TEXTE EXTRAIT:
■ ■ ■

Juridique
Avocat au barreau de Paris
Dans le cadre de votre exercice professionnel, il arrive que certains patients vous demandent de rédiger en leur faveur une attestation ou un certificat, souvent pour une utilisation en justice. Si rien ne vous interdit de le faire, la prudence s'impose dans sa rédaction au risque de voir votre responsabilité déontologique engagée.
L'article R. 4127-229 du CSP indique que « l'exercice de l'art dentaire comporte normalement l'établissement par le chirurgien-dentiste, conformément aux constatations qu'il est en mesure de faire dans l'exercice de son art, des certificats, attestations ou documents dont la production est prescrite par la réglementation en vigueur. Tout certificat, attestation ou document délivré par le chirurgien-dentiste doit comporter sa signature manuscrite ». Rien n'interdit donc à un chirurgien-dentiste d'établir un certificat médical ou une attestation au bénéfice d'un patient.
Le certificat médical est un acte médico-légal qui est rédigé après examen du patient et qui apporte un constat purement médical. L'attestation est un acte citoyen qui ne porte pas sur des faits dont le médecin a eu connaissance dans le cadre de l'exercice de sa profession et qui n'établit pas un diagnostic d'interprétation médicale ou l'utilisation de termes médicaux. En conséquence, attention à la forme ! Si vous constatez des éléments médicaux, le certificat peut être rédigé sur un papier à en-tête de votre cabinet. En revanche, s'il s'agit d'un acte citoyen, il faut le rédiger sur papier libre ou sur un modèle CERFA d'attestation en justice. Parfois la frontière est mince puisqu'il peut être demandé au chirurgien-dentiste d'attester de faits non médicaux constatés lors de rendez-vous médicaux ! Par exemple, un père ou une mère qui demanderait au praticien de constater que c'est toujours lui qui accompagne son enfant aux rendez-vous. Dans ce cas, il s'agit à mon sens d'une attestation. Cependant, elle sera soumise au code de déontologie dès lors que la constatation est établie à l'occasion de l'exercice de l'art dentaire.

■ ■ ■

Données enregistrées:
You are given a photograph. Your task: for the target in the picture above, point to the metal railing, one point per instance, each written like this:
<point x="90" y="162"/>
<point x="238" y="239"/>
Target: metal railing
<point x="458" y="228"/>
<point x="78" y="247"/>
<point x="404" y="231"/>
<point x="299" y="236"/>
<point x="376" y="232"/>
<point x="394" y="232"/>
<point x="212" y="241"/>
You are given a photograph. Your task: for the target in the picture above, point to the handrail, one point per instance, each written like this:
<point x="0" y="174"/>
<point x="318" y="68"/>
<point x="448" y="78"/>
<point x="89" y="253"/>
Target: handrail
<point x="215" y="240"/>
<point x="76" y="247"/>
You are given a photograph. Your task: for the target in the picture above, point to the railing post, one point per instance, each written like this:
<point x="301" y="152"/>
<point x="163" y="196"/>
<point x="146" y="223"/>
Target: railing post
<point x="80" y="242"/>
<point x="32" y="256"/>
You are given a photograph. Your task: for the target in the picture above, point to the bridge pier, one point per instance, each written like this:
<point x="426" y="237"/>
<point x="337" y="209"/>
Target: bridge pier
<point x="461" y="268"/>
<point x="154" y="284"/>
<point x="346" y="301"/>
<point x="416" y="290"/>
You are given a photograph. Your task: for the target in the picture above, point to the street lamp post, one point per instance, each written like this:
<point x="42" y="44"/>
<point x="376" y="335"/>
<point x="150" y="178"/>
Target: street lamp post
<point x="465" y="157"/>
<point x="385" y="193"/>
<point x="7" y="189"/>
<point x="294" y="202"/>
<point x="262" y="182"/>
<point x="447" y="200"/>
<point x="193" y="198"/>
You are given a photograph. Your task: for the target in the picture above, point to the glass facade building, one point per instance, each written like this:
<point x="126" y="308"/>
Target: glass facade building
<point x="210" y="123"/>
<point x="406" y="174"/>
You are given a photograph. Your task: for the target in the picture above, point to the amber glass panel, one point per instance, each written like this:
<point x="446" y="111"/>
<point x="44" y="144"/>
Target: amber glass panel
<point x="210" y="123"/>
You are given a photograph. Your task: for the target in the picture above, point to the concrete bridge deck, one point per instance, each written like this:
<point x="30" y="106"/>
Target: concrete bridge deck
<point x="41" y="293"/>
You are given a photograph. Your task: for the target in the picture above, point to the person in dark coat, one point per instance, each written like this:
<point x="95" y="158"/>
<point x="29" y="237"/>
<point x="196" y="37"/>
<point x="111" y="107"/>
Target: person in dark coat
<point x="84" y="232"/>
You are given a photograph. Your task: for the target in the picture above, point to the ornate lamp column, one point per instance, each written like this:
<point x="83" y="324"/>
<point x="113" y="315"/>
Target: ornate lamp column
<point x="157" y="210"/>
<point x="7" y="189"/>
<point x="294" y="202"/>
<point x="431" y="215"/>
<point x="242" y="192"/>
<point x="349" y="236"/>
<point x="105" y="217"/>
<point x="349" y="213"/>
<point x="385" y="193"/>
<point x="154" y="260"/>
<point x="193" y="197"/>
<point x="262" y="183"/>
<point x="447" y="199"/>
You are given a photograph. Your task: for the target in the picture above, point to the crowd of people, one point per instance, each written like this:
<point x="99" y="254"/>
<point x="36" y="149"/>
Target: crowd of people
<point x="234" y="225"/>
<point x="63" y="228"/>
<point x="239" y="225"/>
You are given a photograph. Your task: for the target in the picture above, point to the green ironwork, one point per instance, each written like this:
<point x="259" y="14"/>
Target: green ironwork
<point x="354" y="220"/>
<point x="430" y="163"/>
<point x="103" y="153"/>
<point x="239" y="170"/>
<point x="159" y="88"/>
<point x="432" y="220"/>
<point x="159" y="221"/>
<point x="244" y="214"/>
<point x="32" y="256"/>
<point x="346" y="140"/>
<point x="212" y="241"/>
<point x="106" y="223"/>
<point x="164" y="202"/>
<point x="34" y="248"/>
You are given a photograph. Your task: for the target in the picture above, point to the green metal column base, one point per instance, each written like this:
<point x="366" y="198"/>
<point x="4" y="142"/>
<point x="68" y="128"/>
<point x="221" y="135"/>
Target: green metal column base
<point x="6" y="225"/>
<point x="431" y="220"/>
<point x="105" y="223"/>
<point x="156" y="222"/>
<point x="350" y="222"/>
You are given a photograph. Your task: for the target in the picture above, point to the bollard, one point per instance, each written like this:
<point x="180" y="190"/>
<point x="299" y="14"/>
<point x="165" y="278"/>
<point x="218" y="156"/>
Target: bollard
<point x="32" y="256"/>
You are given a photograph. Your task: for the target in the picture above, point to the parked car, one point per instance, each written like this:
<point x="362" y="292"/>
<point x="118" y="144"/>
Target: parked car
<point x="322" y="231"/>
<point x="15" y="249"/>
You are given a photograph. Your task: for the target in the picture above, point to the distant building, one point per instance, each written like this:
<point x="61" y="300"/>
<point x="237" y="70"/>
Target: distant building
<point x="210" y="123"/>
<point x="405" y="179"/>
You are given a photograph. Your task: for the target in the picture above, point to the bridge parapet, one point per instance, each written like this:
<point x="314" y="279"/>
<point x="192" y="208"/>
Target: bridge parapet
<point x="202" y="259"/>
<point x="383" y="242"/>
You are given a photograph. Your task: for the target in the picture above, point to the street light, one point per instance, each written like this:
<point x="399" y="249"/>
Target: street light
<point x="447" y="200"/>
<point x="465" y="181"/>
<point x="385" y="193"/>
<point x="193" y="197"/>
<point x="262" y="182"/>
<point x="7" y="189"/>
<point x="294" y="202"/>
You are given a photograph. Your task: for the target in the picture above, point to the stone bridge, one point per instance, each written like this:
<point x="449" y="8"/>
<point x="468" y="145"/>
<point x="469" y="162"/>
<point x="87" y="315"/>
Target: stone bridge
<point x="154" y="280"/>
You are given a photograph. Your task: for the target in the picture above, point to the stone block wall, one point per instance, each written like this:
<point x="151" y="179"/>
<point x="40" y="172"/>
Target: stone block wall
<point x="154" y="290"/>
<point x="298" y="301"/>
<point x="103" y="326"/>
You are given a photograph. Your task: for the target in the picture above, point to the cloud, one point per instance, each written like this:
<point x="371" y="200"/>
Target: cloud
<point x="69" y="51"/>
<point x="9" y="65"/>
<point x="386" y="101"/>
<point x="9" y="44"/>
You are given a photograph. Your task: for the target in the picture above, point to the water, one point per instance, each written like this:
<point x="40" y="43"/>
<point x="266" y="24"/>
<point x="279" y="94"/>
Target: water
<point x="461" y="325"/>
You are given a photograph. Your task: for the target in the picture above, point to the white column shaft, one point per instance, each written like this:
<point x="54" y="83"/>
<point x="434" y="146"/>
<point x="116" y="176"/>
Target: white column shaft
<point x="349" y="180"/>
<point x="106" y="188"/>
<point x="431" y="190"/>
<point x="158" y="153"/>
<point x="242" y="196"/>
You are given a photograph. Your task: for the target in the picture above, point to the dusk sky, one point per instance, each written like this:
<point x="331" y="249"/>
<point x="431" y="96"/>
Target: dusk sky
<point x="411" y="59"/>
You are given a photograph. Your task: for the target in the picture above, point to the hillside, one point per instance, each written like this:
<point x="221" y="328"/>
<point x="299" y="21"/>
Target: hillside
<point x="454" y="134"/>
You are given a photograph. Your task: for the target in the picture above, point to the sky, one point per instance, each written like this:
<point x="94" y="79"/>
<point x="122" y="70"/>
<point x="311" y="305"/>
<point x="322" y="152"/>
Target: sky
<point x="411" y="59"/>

■ ■ ■

TRAVAIL DEMANDÉ:
(1) Recopiez le passage du texte sur les certificats et attestations des chirurgiens-dentistes qui va de « L'article R. 4127-229 » jusqu'à « bénéfice d'un patient. » inclus.
(2) Poursuivez le texte sur les certificats et attestations des chirurgiens-dentistes à partir de l'endroit où il s'arrête.
Les enregistrements ne sont pas nécessaires ici.

RÉPONSES:
(1)
L'article R. 4127-229 du CSP indique que « l'exercice de l'art dentaire comporte normalement l'établissement par le chirurgien-dentiste, conformément aux constatations qu'il est en mesure de faire dans l'exercice de son art, des certificats, attestations ou documents dont la production est prescrite par la réglementation en vigueur. Tout certificat, attestation ou document délivré par le chirurgien-dentiste doit comporter sa signature manuscrite ». Rien n'interdit donc à un chirurgien-dentiste d'établir un certificat médical ou une attestation au bénéfice d'un patient.

(2)
Certifier, c'est s'assurer que quelque chose est vrai. Les propos tenus ne doivent être ni tendancieux ni de complaisance (article R. 4127-213 CSP). Il faut donc être objectif. Le praticien ne peut certifier que ce qu'il a lui-même constaté. Si le certificat ou l'attestation rapporte les dires de l'intéressé ou d'un tiers, le praticien doit s'exprimer sur le mode conditionnel, avec la plus grande circonspection, et indiquer qu'il s'agit d'éléments qui lui sont rapportés par le patient. De plus, le médecin ne doit pas s'immiscer sans raison professionnelle dans les affaires de famille ni dans la vie privée de ses patients. Il ne doit donc pas rédiger un écrit qui viendrait mettre en cause un tiers. Pour reprendre l'exemple précité, le praticien pourrait dire : « Au cours des différents rendez-vous médicaux du jeune X, ce dernier était systématiquement accompagné de son père/sa mère ». En revanche, il ne peut pas ajouter « Son père/sa mère n'était jamais présent(e), ce qui m'a étonné ». En faisant cela, il met en cause l'absence d'un tiers et porte, indirectement, un jugement sur les affaires privées. De la même manière, le praticien ne peut faire un lien entre ce qu'il a constaté et ce que lui a rapporté le patient. Par exemple, si le patient lui a dit qu'il s'est cassé une dent en tombant d'un échafaudage dans le cadre de son activité professionnelle, le praticien peut soit constater strictement que telle dent est cassée, soit constater que telle dent est cassée et que le patient indiquerait que la cause serait une chute lors de son activité professionnelle. Le conditionnel est ici de rigueur !
Outre les sanctions disciplinaires classiques, des sanctions pénales sont possibles en cas d'attestation faisant état de faits matériellement inexacts, insincères ou falsifiés (1 an d'emprisonnement, 15 000 euros d'amende).
Lorsque le praticien doit rédiger une attestation ou un certificat, il doit agir avec la plus grande prudence. Objectivité, précision et non-immixtion dans les affaires privées sont les maîtres mots de la rédaction, sous peine de sanction disciplinaire.